= Exercise prompt =
Please write out every entry below exactly, leaving out any pictures.

Saved entries
___

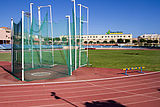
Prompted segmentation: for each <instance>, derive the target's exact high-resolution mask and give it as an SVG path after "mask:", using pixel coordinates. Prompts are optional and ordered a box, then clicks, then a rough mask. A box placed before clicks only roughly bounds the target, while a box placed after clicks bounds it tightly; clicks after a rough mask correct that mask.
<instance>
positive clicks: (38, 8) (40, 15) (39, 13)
mask: <svg viewBox="0 0 160 107" xmlns="http://www.w3.org/2000/svg"><path fill="white" fill-rule="evenodd" d="M38 19H39V20H38V21H39V41H40V42H39V47H40V64H42V37H41V32H40V30H41V11H40V6H38Z"/></svg>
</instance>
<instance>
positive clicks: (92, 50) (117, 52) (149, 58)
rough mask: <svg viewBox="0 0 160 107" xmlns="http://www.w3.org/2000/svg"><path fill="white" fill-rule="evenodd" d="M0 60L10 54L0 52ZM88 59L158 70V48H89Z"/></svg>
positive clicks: (97, 66)
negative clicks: (122, 48)
mask: <svg viewBox="0 0 160 107" xmlns="http://www.w3.org/2000/svg"><path fill="white" fill-rule="evenodd" d="M48 58H50V57H48ZM0 61H11V54H10V53H0ZM89 61H90V63H91V64H92V67H103V68H118V69H122V68H125V67H139V66H144V67H146V68H145V70H147V71H160V50H89Z"/></svg>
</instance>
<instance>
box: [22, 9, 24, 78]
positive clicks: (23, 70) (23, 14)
mask: <svg viewBox="0 0 160 107" xmlns="http://www.w3.org/2000/svg"><path fill="white" fill-rule="evenodd" d="M22 81H24V11H22Z"/></svg>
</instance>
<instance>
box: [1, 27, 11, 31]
mask: <svg viewBox="0 0 160 107" xmlns="http://www.w3.org/2000/svg"><path fill="white" fill-rule="evenodd" d="M0 28H2V29H6V30H9V29H10V28H8V27H0Z"/></svg>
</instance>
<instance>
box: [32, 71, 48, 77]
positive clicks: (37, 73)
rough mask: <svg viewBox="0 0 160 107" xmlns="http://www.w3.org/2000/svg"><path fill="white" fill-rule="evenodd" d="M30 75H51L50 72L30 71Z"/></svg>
mask: <svg viewBox="0 0 160 107" xmlns="http://www.w3.org/2000/svg"><path fill="white" fill-rule="evenodd" d="M31 75H32V76H49V75H51V73H50V72H36V73H31Z"/></svg>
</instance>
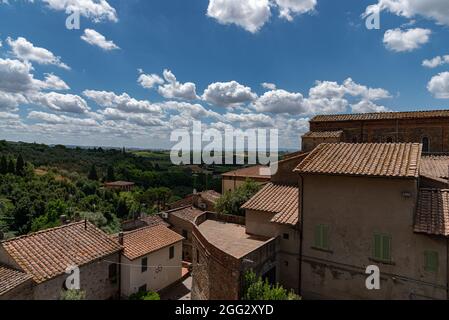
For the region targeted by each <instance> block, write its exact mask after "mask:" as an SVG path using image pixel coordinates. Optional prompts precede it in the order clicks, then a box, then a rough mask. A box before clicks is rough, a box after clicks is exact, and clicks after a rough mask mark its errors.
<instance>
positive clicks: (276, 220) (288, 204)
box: [242, 183, 299, 225]
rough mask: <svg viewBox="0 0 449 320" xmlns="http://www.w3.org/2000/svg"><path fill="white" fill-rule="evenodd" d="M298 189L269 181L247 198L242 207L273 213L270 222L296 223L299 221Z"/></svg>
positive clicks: (283, 223) (289, 223)
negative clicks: (272, 218)
mask: <svg viewBox="0 0 449 320" xmlns="http://www.w3.org/2000/svg"><path fill="white" fill-rule="evenodd" d="M298 202H299V189H298V188H297V187H291V186H283V185H277V184H273V183H269V184H267V185H265V186H264V187H263V188H262V190H260V191H259V192H258V193H257V194H256V195H254V196H253V197H252V198H251V199H249V200H248V201H247V202H246V203H245V204H244V205H243V206H242V208H243V209H249V210H256V211H265V212H270V213H274V214H275V215H274V217H273V219H272V220H271V221H272V222H276V223H281V224H289V225H296V224H298V221H299V206H298Z"/></svg>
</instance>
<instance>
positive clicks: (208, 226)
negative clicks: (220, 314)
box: [192, 213, 279, 300]
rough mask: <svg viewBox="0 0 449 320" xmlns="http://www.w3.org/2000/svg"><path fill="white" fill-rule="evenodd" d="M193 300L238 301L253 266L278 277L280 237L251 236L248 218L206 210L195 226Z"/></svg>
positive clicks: (192, 273) (270, 280)
mask: <svg viewBox="0 0 449 320" xmlns="http://www.w3.org/2000/svg"><path fill="white" fill-rule="evenodd" d="M192 243H193V264H192V265H193V270H192V299H194V300H238V299H240V298H241V296H242V285H243V275H244V274H245V272H246V271H247V270H249V269H253V270H255V271H256V272H257V273H258V274H261V275H262V276H264V277H266V278H268V279H269V280H270V281H271V282H273V281H274V280H275V279H276V273H277V272H279V271H278V269H276V252H277V247H278V244H277V239H276V238H271V237H265V236H256V235H250V234H248V233H247V232H246V228H245V225H244V218H243V217H237V216H229V215H220V214H215V213H204V214H203V215H201V216H199V217H197V218H196V219H195V223H194V227H193V242H192Z"/></svg>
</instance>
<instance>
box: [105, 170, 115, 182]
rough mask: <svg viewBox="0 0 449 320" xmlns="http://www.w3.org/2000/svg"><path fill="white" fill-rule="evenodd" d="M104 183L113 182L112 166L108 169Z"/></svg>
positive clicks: (113, 174)
mask: <svg viewBox="0 0 449 320" xmlns="http://www.w3.org/2000/svg"><path fill="white" fill-rule="evenodd" d="M106 181H108V182H111V181H115V173H114V167H112V166H109V167H108V173H107V175H106Z"/></svg>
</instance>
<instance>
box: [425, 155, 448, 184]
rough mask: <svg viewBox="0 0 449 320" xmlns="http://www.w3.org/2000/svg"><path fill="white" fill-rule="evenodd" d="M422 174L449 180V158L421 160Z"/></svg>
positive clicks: (437, 156) (430, 156) (435, 158)
mask: <svg viewBox="0 0 449 320" xmlns="http://www.w3.org/2000/svg"><path fill="white" fill-rule="evenodd" d="M421 173H422V174H424V175H427V176H431V177H436V178H443V179H448V178H449V156H429V157H422V159H421Z"/></svg>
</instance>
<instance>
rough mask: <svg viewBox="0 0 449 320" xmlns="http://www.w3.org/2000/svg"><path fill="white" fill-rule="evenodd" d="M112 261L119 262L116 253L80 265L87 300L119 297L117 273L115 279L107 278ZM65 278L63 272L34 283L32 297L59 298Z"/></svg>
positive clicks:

___

= Finished exercise =
Prompted segmentation: for each <instance>, derive the target's exact high-resolution mask and give it as an SVG path after "mask:", using pixel coordinates. Prompts are optional and ordered a box, then clicks, then a rough mask. A box placed before clicks only roughly bounds the target, while a box placed after clicks bounds it tightly; clicks after a rough mask correct that mask.
<instance>
positive clicks: (38, 8) (40, 15) (39, 13)
mask: <svg viewBox="0 0 160 107" xmlns="http://www.w3.org/2000/svg"><path fill="white" fill-rule="evenodd" d="M38 19H39V20H38V21H39V41H40V42H39V47H40V64H42V37H41V32H40V30H41V11H40V6H38Z"/></svg>
</instance>
<instance>
positive clicks: (92, 50) (117, 52) (149, 58)
rough mask: <svg viewBox="0 0 160 107" xmlns="http://www.w3.org/2000/svg"><path fill="white" fill-rule="evenodd" d="M0 60L10 54L0 52ZM88 59L158 70V48H89Z"/></svg>
positive clicks: (97, 66)
negative clicks: (122, 48)
mask: <svg viewBox="0 0 160 107" xmlns="http://www.w3.org/2000/svg"><path fill="white" fill-rule="evenodd" d="M48 58H50V57H48ZM0 61H11V54H10V53H0ZM89 61H90V63H91V64H92V67H103V68H118V69H122V68H125V67H139V66H144V67H146V68H145V70H147V71H160V50H89Z"/></svg>
</instance>
<instance>
box: [22, 9, 24, 78]
positive clicks: (23, 70) (23, 14)
mask: <svg viewBox="0 0 160 107" xmlns="http://www.w3.org/2000/svg"><path fill="white" fill-rule="evenodd" d="M22 81H24V11H22Z"/></svg>
</instance>
<instance>
box: [1, 27, 11, 31]
mask: <svg viewBox="0 0 160 107" xmlns="http://www.w3.org/2000/svg"><path fill="white" fill-rule="evenodd" d="M0 28H2V29H6V30H9V29H10V28H8V27H0Z"/></svg>
</instance>
<instance>
box: [32, 71, 48, 77]
positive clicks: (37, 73)
rough mask: <svg viewBox="0 0 160 107" xmlns="http://www.w3.org/2000/svg"><path fill="white" fill-rule="evenodd" d="M30 75H51L50 72L30 71Z"/></svg>
mask: <svg viewBox="0 0 160 107" xmlns="http://www.w3.org/2000/svg"><path fill="white" fill-rule="evenodd" d="M31 75H32V76H49V75H51V73H50V72H36V73H31Z"/></svg>
</instance>
For the region targeted by each <instance> block, write its exact mask after "mask:" as an SVG path using image pixel coordinates. Optional prompts precede it in the order clicks, then a box, then a rough mask. A box before clicks is rough, a box after clicks is exact, and clicks after a rough mask mark its errors.
<instance>
positive clicks: (276, 220) (288, 204)
box: [242, 183, 299, 225]
rough mask: <svg viewBox="0 0 449 320" xmlns="http://www.w3.org/2000/svg"><path fill="white" fill-rule="evenodd" d="M298 189L269 181L247 198L242 207L273 213L270 222L296 223L299 221Z"/></svg>
positive clicks: (283, 223) (289, 223)
negative clicks: (272, 218)
mask: <svg viewBox="0 0 449 320" xmlns="http://www.w3.org/2000/svg"><path fill="white" fill-rule="evenodd" d="M298 202H299V189H298V188H297V187H291V186H283V185H277V184H273V183H269V184H267V185H265V186H264V187H263V188H262V190H260V191H259V192H258V193H257V194H256V195H254V196H253V197H252V198H251V199H249V200H248V201H247V202H246V203H245V204H244V205H243V206H242V208H243V209H249V210H256V211H265V212H270V213H274V214H275V215H274V217H273V219H272V220H271V221H272V222H276V223H281V224H289V225H296V224H298V221H299V206H298Z"/></svg>
</instance>
<instance>
positive clicks: (208, 226)
negative clicks: (220, 314)
box: [192, 213, 279, 300]
rough mask: <svg viewBox="0 0 449 320" xmlns="http://www.w3.org/2000/svg"><path fill="white" fill-rule="evenodd" d="M193 300L238 301L253 266L278 277L280 237L251 236L248 218L206 210L195 226Z"/></svg>
positive clicks: (192, 273) (270, 280)
mask: <svg viewBox="0 0 449 320" xmlns="http://www.w3.org/2000/svg"><path fill="white" fill-rule="evenodd" d="M192 243H193V264H192V265H193V270H192V299H194V300H238V299H240V298H241V296H242V285H243V275H244V274H245V272H246V271H247V270H249V269H253V270H255V271H256V272H257V273H258V274H261V275H262V276H264V277H266V278H268V279H269V280H270V281H271V282H273V281H274V280H275V279H276V273H277V272H279V271H278V269H276V252H277V247H278V244H277V239H276V238H271V237H265V236H256V235H250V234H248V233H247V232H246V228H245V225H244V218H243V217H237V216H229V215H220V214H215V213H204V214H203V215H201V216H199V217H197V218H196V219H195V223H194V227H193V242H192Z"/></svg>
</instance>
<instance>
box: [105, 170, 115, 182]
rough mask: <svg viewBox="0 0 449 320" xmlns="http://www.w3.org/2000/svg"><path fill="white" fill-rule="evenodd" d="M104 183L113 182L112 166L108 169Z"/></svg>
positive clicks: (113, 174)
mask: <svg viewBox="0 0 449 320" xmlns="http://www.w3.org/2000/svg"><path fill="white" fill-rule="evenodd" d="M106 181H108V182H111V181H115V173H114V167H112V166H109V167H108V173H107V175H106Z"/></svg>
</instance>
<instance>
box: [425, 155, 448, 184]
rough mask: <svg viewBox="0 0 449 320" xmlns="http://www.w3.org/2000/svg"><path fill="white" fill-rule="evenodd" d="M422 174L449 180V158L421 160Z"/></svg>
positive clicks: (437, 156) (430, 156) (435, 158)
mask: <svg viewBox="0 0 449 320" xmlns="http://www.w3.org/2000/svg"><path fill="white" fill-rule="evenodd" d="M421 173H422V174H424V175H427V176H431V177H436V178H443V179H448V178H449V156H429V157H422V159H421Z"/></svg>
</instance>
<instance>
rough mask: <svg viewBox="0 0 449 320" xmlns="http://www.w3.org/2000/svg"><path fill="white" fill-rule="evenodd" d="M112 261L119 262L116 253L80 265L87 300L119 297L117 273L115 279L107 278ZM65 278L63 272L34 283L32 297L59 298Z"/></svg>
positive clicks:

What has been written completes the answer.